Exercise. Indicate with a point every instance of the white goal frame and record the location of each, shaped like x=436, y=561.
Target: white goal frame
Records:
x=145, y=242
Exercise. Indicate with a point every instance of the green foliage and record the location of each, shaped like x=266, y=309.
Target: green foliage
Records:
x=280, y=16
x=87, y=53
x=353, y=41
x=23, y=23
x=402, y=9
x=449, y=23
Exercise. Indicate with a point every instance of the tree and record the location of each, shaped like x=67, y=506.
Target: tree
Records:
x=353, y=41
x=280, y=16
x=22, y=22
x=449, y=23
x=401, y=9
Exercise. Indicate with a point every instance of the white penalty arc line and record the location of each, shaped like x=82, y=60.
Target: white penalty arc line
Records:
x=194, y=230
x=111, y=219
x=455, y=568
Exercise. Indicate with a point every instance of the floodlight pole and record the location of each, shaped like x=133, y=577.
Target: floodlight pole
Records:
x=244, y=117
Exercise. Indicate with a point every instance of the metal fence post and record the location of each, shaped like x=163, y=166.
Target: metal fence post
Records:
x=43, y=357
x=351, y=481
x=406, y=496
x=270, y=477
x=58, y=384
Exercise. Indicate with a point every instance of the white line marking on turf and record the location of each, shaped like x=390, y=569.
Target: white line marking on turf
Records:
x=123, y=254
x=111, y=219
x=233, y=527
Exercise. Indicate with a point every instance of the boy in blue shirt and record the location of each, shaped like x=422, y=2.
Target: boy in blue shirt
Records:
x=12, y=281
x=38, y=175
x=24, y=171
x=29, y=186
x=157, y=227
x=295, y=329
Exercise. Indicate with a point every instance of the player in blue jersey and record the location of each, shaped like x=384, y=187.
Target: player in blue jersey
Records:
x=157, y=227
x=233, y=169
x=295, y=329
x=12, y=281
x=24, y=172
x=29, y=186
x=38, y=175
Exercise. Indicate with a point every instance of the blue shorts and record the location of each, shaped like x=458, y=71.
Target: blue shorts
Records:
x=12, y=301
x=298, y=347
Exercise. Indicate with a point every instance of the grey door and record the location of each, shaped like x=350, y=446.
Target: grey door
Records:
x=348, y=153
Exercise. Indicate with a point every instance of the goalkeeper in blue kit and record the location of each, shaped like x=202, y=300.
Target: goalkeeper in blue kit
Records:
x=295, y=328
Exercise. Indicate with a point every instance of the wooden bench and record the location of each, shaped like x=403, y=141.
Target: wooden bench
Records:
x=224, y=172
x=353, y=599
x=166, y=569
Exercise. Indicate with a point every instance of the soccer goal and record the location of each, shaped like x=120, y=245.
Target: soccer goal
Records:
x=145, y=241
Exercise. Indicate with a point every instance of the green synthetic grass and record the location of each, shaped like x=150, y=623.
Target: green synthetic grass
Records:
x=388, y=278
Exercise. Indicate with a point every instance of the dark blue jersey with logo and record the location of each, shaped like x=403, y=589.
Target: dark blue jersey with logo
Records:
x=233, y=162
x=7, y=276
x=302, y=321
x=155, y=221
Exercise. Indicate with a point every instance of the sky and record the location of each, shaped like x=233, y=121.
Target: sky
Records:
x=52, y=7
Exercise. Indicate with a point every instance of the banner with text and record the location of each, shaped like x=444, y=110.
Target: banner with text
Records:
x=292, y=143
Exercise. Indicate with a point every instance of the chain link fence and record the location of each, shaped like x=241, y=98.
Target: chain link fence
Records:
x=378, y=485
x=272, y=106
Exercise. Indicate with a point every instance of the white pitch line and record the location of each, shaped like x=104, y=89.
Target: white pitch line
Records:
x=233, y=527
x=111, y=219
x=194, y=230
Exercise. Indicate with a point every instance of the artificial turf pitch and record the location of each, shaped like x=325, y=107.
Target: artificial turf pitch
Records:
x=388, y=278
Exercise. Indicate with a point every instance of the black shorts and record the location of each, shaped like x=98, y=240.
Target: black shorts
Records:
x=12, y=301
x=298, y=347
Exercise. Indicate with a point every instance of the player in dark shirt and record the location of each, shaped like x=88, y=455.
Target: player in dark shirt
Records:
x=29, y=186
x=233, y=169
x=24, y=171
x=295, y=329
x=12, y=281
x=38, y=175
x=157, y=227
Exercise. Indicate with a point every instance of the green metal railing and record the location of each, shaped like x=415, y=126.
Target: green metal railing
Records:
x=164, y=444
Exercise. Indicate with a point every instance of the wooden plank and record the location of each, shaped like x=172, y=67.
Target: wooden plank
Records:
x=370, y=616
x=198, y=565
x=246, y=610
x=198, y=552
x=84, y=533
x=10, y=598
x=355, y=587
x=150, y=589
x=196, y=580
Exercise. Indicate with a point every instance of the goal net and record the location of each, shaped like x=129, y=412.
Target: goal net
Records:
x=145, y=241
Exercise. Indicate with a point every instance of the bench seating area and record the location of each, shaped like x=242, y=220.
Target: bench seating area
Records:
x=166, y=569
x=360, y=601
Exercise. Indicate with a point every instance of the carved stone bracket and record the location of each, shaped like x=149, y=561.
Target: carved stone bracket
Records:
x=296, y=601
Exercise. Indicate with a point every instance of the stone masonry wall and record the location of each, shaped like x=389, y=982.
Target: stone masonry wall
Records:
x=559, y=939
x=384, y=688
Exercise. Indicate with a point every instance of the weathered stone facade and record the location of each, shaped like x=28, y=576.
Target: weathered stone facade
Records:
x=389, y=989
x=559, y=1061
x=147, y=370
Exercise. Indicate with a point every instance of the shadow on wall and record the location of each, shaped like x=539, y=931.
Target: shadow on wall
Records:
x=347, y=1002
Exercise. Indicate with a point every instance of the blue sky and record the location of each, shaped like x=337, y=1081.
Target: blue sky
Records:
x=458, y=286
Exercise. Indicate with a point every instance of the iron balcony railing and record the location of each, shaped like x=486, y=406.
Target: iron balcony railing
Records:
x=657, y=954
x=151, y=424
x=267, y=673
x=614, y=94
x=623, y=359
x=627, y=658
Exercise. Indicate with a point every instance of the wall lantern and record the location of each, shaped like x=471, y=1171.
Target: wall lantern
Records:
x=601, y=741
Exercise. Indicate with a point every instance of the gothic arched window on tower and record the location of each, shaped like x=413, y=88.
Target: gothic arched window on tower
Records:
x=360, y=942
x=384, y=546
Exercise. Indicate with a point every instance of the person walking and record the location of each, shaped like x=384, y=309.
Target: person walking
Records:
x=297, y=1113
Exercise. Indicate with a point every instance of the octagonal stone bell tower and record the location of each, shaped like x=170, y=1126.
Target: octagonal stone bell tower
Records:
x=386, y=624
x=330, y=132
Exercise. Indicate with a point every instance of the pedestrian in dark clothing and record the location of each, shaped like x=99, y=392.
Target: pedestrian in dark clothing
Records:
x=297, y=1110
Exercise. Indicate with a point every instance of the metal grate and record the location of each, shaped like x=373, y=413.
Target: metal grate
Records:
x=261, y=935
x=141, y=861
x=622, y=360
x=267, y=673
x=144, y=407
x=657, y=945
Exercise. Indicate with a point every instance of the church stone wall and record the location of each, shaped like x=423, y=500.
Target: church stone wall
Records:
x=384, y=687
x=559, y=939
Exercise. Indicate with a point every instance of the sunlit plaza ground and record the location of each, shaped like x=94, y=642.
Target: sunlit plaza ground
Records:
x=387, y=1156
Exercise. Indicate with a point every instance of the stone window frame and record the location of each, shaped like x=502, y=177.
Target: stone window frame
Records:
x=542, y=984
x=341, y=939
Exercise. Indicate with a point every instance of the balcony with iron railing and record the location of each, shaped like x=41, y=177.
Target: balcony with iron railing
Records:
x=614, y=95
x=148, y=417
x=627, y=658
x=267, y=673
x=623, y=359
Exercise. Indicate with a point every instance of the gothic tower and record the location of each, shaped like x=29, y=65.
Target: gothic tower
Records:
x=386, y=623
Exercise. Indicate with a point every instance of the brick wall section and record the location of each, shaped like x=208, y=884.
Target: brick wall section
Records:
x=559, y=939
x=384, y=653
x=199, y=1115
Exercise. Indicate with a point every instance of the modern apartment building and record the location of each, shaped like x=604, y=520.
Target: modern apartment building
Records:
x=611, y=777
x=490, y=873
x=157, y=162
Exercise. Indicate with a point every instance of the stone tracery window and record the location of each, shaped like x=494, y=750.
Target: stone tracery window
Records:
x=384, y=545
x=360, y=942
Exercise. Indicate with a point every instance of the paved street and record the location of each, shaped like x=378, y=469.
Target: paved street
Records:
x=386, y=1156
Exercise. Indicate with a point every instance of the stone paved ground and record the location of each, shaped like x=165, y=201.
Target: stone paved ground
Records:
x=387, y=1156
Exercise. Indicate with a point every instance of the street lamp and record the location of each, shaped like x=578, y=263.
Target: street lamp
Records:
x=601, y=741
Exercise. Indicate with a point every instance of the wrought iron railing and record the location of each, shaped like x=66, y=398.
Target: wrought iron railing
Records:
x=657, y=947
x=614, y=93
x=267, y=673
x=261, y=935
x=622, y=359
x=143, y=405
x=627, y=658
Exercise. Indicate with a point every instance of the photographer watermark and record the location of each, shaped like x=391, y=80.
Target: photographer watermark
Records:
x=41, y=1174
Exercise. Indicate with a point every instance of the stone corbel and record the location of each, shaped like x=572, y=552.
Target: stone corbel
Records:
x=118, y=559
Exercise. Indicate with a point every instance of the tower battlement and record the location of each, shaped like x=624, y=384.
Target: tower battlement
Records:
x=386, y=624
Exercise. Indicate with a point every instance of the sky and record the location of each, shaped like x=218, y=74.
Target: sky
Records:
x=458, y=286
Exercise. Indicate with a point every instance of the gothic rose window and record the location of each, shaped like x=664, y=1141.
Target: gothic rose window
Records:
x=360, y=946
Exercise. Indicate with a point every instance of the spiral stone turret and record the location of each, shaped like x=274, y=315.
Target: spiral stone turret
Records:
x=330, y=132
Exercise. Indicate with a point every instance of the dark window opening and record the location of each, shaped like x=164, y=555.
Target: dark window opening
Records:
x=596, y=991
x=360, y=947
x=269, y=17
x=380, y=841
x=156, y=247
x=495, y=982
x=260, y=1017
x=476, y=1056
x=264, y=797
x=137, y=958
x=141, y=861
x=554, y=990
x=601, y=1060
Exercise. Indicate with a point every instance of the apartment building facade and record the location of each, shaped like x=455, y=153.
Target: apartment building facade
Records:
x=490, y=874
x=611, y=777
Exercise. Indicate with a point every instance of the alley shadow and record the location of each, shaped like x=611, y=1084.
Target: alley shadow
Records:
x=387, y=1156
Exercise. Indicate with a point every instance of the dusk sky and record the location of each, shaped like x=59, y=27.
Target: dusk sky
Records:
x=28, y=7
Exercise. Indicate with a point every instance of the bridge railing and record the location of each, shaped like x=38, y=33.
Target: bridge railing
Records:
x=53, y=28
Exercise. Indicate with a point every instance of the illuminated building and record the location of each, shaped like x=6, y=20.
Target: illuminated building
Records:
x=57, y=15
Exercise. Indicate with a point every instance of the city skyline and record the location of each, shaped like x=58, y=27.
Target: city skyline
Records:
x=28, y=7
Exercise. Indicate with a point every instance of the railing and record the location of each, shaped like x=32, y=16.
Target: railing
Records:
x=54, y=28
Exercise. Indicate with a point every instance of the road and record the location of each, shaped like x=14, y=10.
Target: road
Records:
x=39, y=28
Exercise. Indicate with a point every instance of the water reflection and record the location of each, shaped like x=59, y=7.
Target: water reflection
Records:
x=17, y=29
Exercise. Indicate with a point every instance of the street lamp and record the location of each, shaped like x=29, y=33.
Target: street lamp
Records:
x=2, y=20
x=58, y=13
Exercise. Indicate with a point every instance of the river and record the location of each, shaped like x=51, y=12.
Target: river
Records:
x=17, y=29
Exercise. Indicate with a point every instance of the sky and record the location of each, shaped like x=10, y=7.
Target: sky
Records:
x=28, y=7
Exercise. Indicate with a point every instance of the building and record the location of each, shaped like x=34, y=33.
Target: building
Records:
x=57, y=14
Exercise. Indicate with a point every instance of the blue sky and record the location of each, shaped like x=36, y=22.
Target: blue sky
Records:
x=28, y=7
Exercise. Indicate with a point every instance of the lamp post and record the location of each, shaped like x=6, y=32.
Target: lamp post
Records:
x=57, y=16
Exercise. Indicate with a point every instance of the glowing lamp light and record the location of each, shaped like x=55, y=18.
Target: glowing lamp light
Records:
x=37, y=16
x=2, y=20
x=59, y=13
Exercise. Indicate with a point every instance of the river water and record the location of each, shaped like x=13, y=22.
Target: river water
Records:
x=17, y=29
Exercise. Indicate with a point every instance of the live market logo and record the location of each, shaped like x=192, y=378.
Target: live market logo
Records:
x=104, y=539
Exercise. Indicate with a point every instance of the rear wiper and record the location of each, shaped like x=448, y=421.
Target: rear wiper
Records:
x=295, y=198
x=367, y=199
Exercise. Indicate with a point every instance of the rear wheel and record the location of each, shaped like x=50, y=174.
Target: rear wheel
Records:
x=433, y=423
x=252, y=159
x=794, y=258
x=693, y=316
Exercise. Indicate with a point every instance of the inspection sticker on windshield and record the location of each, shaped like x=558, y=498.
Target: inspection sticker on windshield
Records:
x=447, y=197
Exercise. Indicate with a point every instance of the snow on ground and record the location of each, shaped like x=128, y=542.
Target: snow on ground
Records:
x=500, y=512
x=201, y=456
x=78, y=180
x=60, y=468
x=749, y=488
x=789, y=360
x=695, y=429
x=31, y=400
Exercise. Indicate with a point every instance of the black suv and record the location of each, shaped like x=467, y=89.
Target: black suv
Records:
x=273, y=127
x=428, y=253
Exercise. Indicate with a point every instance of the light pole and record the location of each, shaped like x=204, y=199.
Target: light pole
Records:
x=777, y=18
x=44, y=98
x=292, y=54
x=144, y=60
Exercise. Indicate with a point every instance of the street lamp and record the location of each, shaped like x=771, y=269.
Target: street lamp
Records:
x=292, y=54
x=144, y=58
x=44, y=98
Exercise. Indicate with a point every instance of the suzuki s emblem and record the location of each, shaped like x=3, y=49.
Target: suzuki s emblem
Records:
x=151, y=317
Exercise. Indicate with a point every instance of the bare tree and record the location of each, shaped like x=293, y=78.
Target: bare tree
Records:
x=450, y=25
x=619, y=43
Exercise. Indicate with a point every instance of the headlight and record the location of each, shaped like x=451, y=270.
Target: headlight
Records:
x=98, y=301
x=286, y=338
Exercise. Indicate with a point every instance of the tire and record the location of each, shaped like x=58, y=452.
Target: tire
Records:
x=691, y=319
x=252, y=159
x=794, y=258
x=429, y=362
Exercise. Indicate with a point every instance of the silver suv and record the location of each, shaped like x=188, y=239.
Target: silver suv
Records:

**REQUIREMENT**: Please repeat the data word for word, starting at the line that contains "like x=373, y=413." and ending at the line that contains "x=657, y=945".

**TASK SOLUTION**:
Exercise. Indicate with a point every instance of the metal grate and record the location of each, shaped like x=373, y=413.
Target: metal grate
Records:
x=261, y=935
x=141, y=861
x=622, y=360
x=267, y=673
x=144, y=407
x=657, y=945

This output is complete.